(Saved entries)

- Opening Delimiter -

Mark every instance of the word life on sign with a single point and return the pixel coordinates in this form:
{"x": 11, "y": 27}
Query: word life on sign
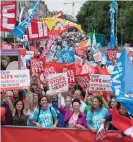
{"x": 58, "y": 82}
{"x": 37, "y": 65}
{"x": 100, "y": 82}
{"x": 14, "y": 79}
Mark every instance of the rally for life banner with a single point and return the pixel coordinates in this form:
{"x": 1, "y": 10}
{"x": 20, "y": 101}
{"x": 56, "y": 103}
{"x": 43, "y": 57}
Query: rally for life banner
{"x": 14, "y": 79}
{"x": 83, "y": 80}
{"x": 100, "y": 82}
{"x": 58, "y": 82}
{"x": 20, "y": 30}
{"x": 112, "y": 54}
{"x": 37, "y": 30}
{"x": 37, "y": 65}
{"x": 8, "y": 16}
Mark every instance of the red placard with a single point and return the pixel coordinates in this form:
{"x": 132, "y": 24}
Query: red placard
{"x": 8, "y": 16}
{"x": 83, "y": 80}
{"x": 112, "y": 54}
{"x": 37, "y": 30}
{"x": 37, "y": 65}
{"x": 59, "y": 135}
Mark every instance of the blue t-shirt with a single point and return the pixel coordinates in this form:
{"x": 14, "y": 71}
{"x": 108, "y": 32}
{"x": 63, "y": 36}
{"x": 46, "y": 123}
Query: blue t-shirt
{"x": 95, "y": 117}
{"x": 45, "y": 118}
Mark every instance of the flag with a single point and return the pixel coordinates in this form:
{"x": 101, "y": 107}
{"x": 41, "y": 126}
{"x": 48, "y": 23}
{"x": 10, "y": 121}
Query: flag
{"x": 122, "y": 81}
{"x": 122, "y": 123}
{"x": 20, "y": 30}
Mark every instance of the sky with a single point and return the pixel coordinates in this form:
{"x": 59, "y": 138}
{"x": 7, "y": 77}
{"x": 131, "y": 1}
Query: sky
{"x": 58, "y": 5}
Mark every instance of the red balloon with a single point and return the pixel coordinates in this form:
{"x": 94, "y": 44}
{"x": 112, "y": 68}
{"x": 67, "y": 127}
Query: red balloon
{"x": 2, "y": 111}
{"x": 22, "y": 51}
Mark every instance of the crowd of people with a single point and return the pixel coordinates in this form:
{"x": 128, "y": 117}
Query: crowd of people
{"x": 74, "y": 109}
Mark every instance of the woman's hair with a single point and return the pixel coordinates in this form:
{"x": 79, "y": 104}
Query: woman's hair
{"x": 16, "y": 104}
{"x": 76, "y": 100}
{"x": 99, "y": 98}
{"x": 40, "y": 100}
{"x": 118, "y": 103}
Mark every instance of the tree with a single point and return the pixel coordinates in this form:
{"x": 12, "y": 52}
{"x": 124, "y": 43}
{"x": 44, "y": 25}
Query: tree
{"x": 96, "y": 15}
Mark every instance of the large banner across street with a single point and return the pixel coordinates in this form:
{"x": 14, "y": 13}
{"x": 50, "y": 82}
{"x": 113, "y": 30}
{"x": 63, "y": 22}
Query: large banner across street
{"x": 14, "y": 79}
{"x": 59, "y": 135}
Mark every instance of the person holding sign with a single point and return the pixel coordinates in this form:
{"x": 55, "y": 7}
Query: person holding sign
{"x": 96, "y": 114}
{"x": 45, "y": 116}
{"x": 75, "y": 118}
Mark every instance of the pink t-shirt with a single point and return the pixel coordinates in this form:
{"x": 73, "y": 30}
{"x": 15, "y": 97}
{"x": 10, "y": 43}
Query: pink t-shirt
{"x": 72, "y": 121}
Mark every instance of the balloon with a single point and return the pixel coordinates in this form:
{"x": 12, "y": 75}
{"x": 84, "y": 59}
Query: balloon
{"x": 22, "y": 51}
{"x": 2, "y": 111}
{"x": 110, "y": 69}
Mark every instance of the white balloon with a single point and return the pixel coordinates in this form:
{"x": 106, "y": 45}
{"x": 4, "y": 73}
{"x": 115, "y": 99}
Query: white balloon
{"x": 110, "y": 69}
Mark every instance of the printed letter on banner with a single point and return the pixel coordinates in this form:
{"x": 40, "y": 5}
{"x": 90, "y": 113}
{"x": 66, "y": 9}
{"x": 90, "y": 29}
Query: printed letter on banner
{"x": 37, "y": 30}
{"x": 8, "y": 16}
{"x": 37, "y": 65}
{"x": 100, "y": 82}
{"x": 97, "y": 57}
{"x": 58, "y": 82}
{"x": 111, "y": 54}
{"x": 130, "y": 53}
{"x": 14, "y": 79}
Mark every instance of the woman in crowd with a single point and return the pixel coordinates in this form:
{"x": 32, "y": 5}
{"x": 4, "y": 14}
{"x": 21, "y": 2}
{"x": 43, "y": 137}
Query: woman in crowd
{"x": 18, "y": 112}
{"x": 68, "y": 106}
{"x": 73, "y": 118}
{"x": 31, "y": 103}
{"x": 45, "y": 116}
{"x": 114, "y": 105}
{"x": 96, "y": 114}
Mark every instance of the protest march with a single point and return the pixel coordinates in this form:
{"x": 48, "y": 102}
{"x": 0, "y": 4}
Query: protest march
{"x": 57, "y": 83}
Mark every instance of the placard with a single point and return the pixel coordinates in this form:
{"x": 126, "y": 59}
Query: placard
{"x": 37, "y": 65}
{"x": 112, "y": 54}
{"x": 58, "y": 82}
{"x": 100, "y": 82}
{"x": 10, "y": 59}
{"x": 83, "y": 80}
{"x": 130, "y": 53}
{"x": 14, "y": 79}
{"x": 98, "y": 57}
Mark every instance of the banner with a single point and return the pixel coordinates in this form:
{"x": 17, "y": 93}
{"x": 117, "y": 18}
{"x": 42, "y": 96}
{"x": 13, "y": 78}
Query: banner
{"x": 122, "y": 82}
{"x": 37, "y": 30}
{"x": 52, "y": 37}
{"x": 83, "y": 80}
{"x": 130, "y": 53}
{"x": 88, "y": 69}
{"x": 100, "y": 82}
{"x": 5, "y": 45}
{"x": 58, "y": 82}
{"x": 20, "y": 30}
{"x": 14, "y": 79}
{"x": 59, "y": 135}
{"x": 37, "y": 65}
{"x": 58, "y": 15}
{"x": 8, "y": 16}
{"x": 112, "y": 54}
{"x": 10, "y": 59}
{"x": 97, "y": 57}
{"x": 67, "y": 56}
{"x": 78, "y": 60}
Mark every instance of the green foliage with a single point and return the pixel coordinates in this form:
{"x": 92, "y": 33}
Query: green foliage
{"x": 96, "y": 15}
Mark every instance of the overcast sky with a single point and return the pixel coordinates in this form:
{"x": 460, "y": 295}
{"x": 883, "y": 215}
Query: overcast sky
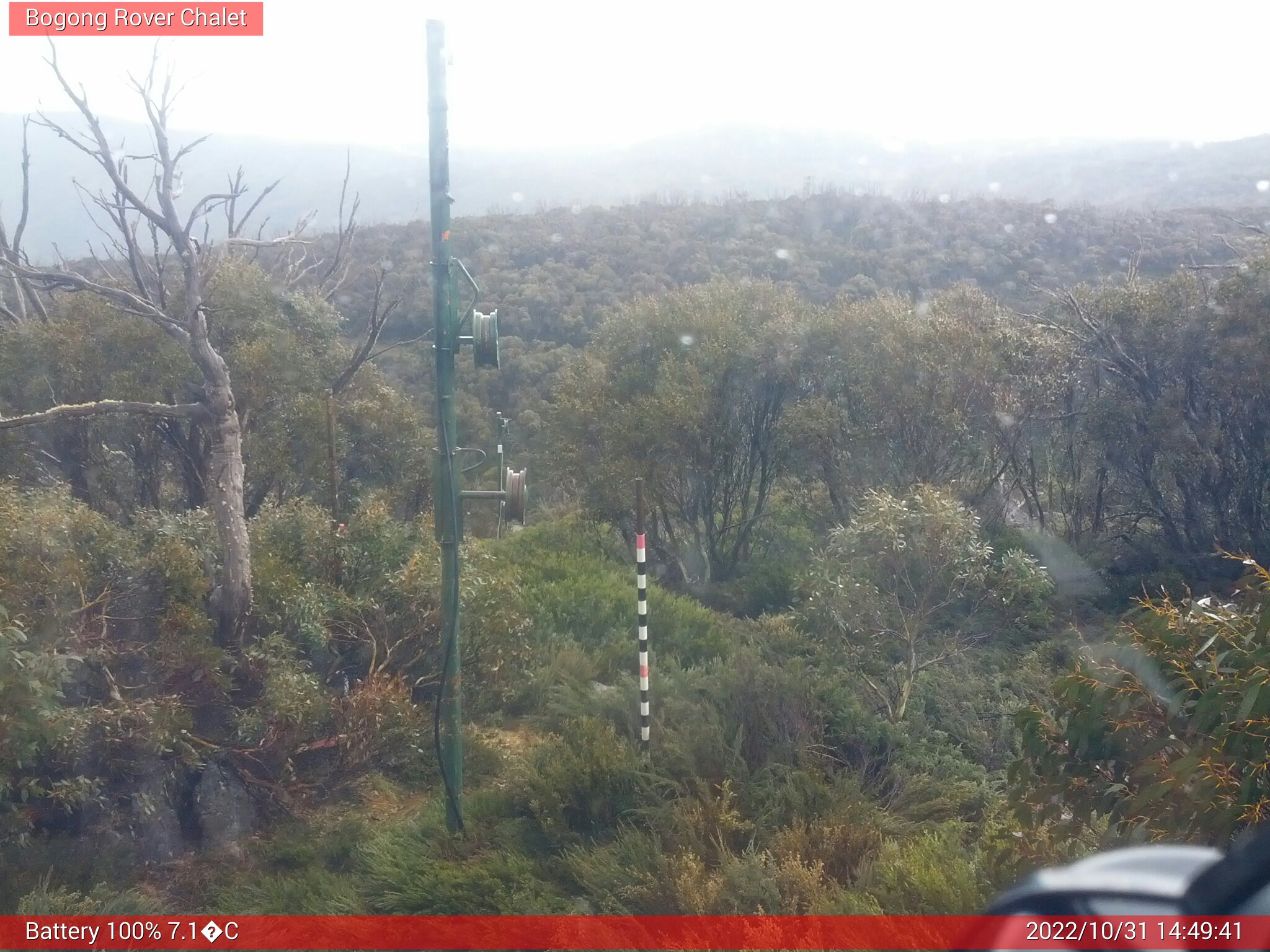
{"x": 602, "y": 73}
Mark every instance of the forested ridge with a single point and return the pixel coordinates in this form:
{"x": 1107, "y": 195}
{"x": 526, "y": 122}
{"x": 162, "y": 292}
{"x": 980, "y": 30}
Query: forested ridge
{"x": 941, "y": 494}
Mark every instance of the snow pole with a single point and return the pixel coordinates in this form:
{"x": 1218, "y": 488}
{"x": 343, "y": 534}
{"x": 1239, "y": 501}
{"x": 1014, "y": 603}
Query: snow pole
{"x": 642, "y": 602}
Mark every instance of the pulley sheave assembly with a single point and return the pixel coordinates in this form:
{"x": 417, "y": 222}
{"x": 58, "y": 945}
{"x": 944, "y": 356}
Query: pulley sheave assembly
{"x": 513, "y": 485}
{"x": 516, "y": 495}
{"x": 486, "y": 339}
{"x": 484, "y": 327}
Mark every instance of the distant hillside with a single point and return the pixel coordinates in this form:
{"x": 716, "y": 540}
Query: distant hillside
{"x": 703, "y": 167}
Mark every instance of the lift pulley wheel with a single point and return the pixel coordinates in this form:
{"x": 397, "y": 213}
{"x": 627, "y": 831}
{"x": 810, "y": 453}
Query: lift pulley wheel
{"x": 517, "y": 495}
{"x": 486, "y": 339}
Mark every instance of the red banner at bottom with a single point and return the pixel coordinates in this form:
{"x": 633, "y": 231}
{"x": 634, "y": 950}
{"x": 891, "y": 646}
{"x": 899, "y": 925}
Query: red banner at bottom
{"x": 633, "y": 932}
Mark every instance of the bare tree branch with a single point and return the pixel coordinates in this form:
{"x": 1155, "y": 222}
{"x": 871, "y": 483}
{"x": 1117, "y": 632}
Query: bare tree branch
{"x": 103, "y": 408}
{"x": 375, "y": 324}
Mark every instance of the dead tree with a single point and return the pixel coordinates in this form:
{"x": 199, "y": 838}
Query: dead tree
{"x": 158, "y": 263}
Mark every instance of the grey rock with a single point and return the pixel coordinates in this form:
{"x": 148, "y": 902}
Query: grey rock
{"x": 226, "y": 811}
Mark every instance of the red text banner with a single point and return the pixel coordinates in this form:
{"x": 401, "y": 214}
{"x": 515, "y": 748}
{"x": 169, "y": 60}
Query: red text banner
{"x": 629, "y": 932}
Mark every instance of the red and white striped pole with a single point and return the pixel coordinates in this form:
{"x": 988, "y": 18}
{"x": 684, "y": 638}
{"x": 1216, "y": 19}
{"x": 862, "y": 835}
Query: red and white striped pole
{"x": 642, "y": 602}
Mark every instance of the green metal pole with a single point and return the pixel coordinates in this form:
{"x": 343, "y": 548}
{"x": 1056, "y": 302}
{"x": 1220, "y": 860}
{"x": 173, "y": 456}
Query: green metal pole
{"x": 446, "y": 472}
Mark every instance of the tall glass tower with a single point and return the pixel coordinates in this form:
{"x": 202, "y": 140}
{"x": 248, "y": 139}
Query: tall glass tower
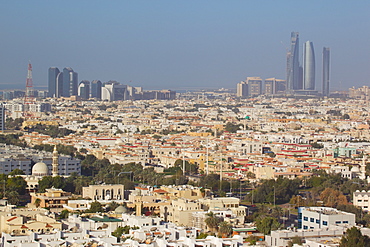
{"x": 70, "y": 82}
{"x": 52, "y": 81}
{"x": 325, "y": 71}
{"x": 293, "y": 63}
{"x": 308, "y": 66}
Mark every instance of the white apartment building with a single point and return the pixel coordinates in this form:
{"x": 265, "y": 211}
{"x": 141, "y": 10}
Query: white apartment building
{"x": 321, "y": 217}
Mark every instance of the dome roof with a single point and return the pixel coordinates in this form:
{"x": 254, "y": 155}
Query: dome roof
{"x": 120, "y": 210}
{"x": 40, "y": 169}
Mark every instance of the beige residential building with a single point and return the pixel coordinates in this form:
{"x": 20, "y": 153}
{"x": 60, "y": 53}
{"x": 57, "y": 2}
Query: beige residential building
{"x": 362, "y": 199}
{"x": 104, "y": 192}
{"x": 54, "y": 199}
{"x": 180, "y": 211}
{"x": 18, "y": 225}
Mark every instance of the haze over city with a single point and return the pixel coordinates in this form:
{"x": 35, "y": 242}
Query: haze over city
{"x": 180, "y": 44}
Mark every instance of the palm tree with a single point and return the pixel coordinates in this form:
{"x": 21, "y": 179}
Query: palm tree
{"x": 225, "y": 229}
{"x": 212, "y": 221}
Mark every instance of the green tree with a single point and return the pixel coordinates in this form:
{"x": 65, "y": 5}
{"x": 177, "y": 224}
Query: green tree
{"x": 16, "y": 172}
{"x": 225, "y": 229}
{"x": 118, "y": 232}
{"x": 267, "y": 224}
{"x": 354, "y": 238}
{"x": 202, "y": 235}
{"x": 37, "y": 202}
{"x": 13, "y": 197}
{"x": 17, "y": 184}
{"x": 112, "y": 206}
{"x": 212, "y": 221}
{"x": 64, "y": 214}
{"x": 295, "y": 240}
{"x": 232, "y": 128}
{"x": 95, "y": 207}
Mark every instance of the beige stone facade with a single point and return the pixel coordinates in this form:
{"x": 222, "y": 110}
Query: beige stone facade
{"x": 104, "y": 192}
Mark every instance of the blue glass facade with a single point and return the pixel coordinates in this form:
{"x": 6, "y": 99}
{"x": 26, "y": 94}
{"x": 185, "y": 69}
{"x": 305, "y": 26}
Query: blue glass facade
{"x": 325, "y": 71}
{"x": 309, "y": 66}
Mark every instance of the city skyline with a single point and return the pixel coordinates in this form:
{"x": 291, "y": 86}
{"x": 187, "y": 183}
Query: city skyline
{"x": 175, "y": 45}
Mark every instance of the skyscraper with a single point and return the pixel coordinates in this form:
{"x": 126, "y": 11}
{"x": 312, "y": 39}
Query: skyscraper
{"x": 52, "y": 81}
{"x": 59, "y": 85}
{"x": 84, "y": 89}
{"x": 70, "y": 82}
{"x": 95, "y": 89}
{"x": 325, "y": 71}
{"x": 308, "y": 66}
{"x": 293, "y": 63}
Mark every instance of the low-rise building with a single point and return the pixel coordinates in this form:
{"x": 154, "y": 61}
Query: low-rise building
{"x": 53, "y": 198}
{"x": 321, "y": 217}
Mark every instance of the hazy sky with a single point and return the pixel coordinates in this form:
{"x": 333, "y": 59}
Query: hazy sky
{"x": 177, "y": 44}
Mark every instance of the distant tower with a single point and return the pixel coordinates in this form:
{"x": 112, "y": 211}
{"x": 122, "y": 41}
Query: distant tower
{"x": 325, "y": 71}
{"x": 28, "y": 97}
{"x": 293, "y": 63}
{"x": 308, "y": 66}
{"x": 55, "y": 162}
{"x": 70, "y": 84}
{"x": 52, "y": 82}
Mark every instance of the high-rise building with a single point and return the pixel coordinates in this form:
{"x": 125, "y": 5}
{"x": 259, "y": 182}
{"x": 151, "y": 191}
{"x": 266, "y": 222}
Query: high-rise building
{"x": 254, "y": 86}
{"x": 274, "y": 86}
{"x": 59, "y": 85}
{"x": 325, "y": 71}
{"x": 2, "y": 117}
{"x": 250, "y": 87}
{"x": 308, "y": 66}
{"x": 84, "y": 89}
{"x": 70, "y": 82}
{"x": 52, "y": 81}
{"x": 113, "y": 91}
{"x": 95, "y": 89}
{"x": 242, "y": 89}
{"x": 293, "y": 63}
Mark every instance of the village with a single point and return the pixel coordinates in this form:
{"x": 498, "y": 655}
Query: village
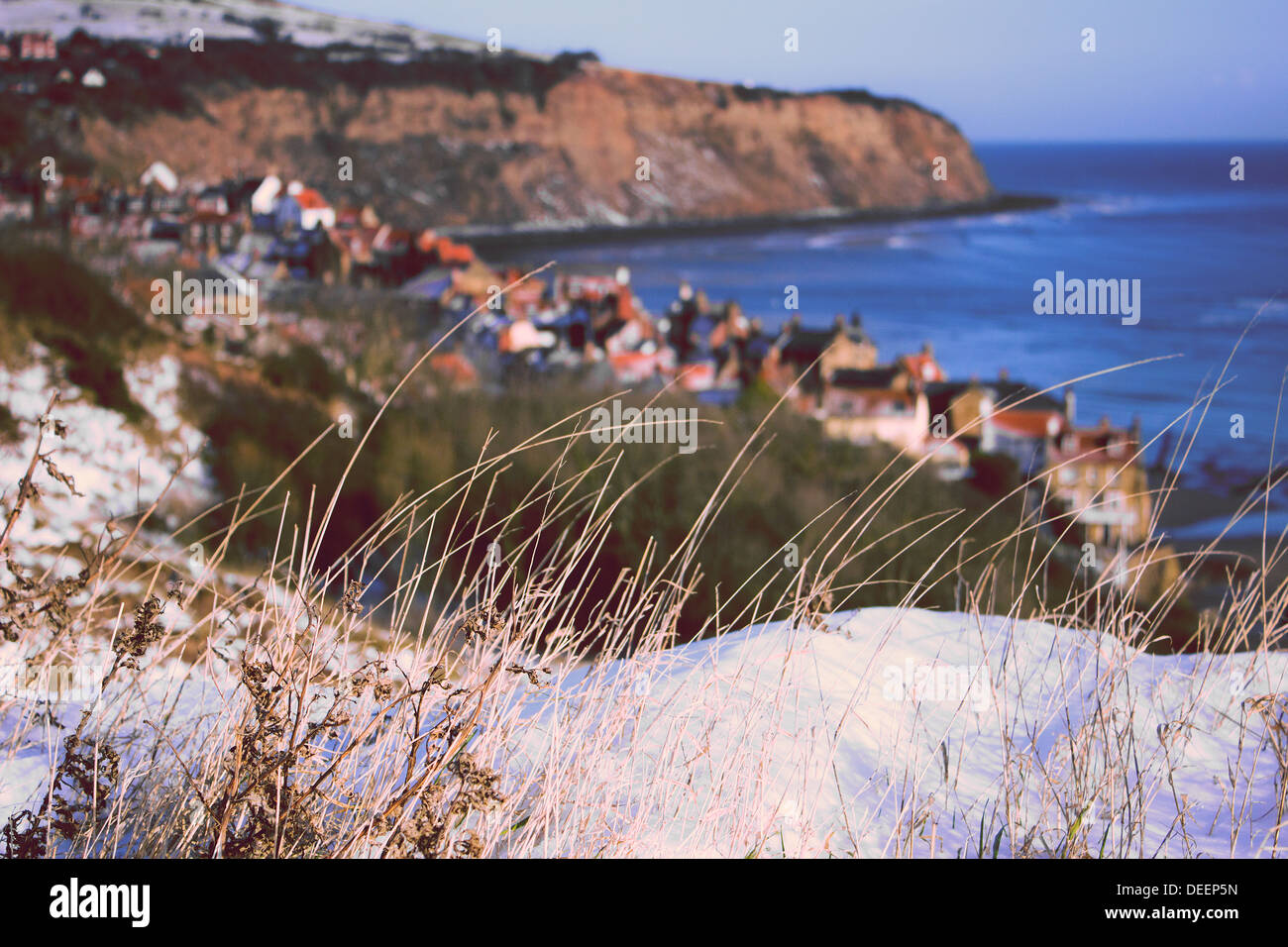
{"x": 271, "y": 231}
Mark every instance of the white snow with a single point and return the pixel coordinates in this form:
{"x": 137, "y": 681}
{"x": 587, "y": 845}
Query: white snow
{"x": 112, "y": 463}
{"x": 814, "y": 742}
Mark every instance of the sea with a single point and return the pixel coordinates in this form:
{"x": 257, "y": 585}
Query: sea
{"x": 1211, "y": 256}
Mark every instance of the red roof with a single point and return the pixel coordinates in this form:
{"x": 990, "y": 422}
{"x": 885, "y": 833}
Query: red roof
{"x": 308, "y": 198}
{"x": 1031, "y": 424}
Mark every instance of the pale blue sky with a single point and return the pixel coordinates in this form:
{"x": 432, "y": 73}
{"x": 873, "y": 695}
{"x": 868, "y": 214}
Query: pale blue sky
{"x": 1004, "y": 69}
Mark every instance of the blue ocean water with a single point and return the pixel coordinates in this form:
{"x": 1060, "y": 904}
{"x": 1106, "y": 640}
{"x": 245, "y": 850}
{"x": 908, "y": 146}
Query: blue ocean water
{"x": 1210, "y": 253}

- Closing Delimiter -

Could you print the lines above, exactly as written, from the line containing "Query: red roof" through the final one?

ANSWER SPACE ▸
Query: red roof
{"x": 308, "y": 198}
{"x": 1031, "y": 424}
Mark every instance of the pale blue sky with a single point and return the pixel coordinates in this form:
{"x": 432, "y": 73}
{"x": 873, "y": 695}
{"x": 868, "y": 214}
Query: pale blue sky
{"x": 1004, "y": 69}
Mark every instance of the blue ocean water with a single point and return the pixel coordinates in this form:
{"x": 1060, "y": 904}
{"x": 1106, "y": 640}
{"x": 245, "y": 850}
{"x": 908, "y": 146}
Query: blue ocean water
{"x": 1210, "y": 253}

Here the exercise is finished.